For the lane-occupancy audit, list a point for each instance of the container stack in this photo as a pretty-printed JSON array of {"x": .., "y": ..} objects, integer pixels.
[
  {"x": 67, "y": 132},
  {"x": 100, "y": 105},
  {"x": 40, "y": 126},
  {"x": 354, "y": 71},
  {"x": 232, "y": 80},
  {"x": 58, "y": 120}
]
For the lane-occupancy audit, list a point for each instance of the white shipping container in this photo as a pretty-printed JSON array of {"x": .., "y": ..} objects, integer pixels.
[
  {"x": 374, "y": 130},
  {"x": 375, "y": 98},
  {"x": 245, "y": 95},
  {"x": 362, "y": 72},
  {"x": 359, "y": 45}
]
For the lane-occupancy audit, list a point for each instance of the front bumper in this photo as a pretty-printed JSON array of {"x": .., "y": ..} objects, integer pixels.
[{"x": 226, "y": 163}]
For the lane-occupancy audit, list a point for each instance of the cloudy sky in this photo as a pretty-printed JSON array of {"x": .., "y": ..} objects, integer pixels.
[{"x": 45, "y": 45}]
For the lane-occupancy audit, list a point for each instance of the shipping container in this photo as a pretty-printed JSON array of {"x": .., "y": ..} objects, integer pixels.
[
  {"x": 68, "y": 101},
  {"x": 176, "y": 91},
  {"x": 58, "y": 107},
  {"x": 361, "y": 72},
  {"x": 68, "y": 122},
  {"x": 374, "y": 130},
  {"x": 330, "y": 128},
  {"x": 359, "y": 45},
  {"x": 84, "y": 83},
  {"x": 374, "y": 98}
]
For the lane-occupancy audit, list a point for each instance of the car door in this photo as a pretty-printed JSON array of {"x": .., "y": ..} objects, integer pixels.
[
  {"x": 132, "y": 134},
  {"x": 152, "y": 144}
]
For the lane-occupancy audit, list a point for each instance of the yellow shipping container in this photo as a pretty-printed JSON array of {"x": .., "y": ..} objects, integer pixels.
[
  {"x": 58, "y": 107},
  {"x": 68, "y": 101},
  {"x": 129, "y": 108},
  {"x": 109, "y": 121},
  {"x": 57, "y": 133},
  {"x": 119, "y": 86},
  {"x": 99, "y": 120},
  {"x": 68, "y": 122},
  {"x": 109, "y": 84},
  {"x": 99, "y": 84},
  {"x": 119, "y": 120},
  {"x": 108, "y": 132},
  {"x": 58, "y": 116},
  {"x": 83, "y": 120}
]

■ **Directions for this task**:
All that the answer may hold is the lines from the one with "of the yellow" through the end of the data, set down exactly as they appear.

■ **Output for this task**:
For the lane-occupancy audit, list a point for each instance of the yellow shipping container in this photo as a pretty-printed JSON array of {"x": .., "y": ..} objects, integer pixels.
[
  {"x": 58, "y": 107},
  {"x": 68, "y": 101},
  {"x": 129, "y": 108},
  {"x": 109, "y": 121},
  {"x": 57, "y": 133},
  {"x": 119, "y": 86},
  {"x": 99, "y": 120},
  {"x": 68, "y": 122},
  {"x": 109, "y": 84},
  {"x": 99, "y": 84},
  {"x": 119, "y": 120},
  {"x": 108, "y": 132},
  {"x": 58, "y": 116},
  {"x": 83, "y": 120}
]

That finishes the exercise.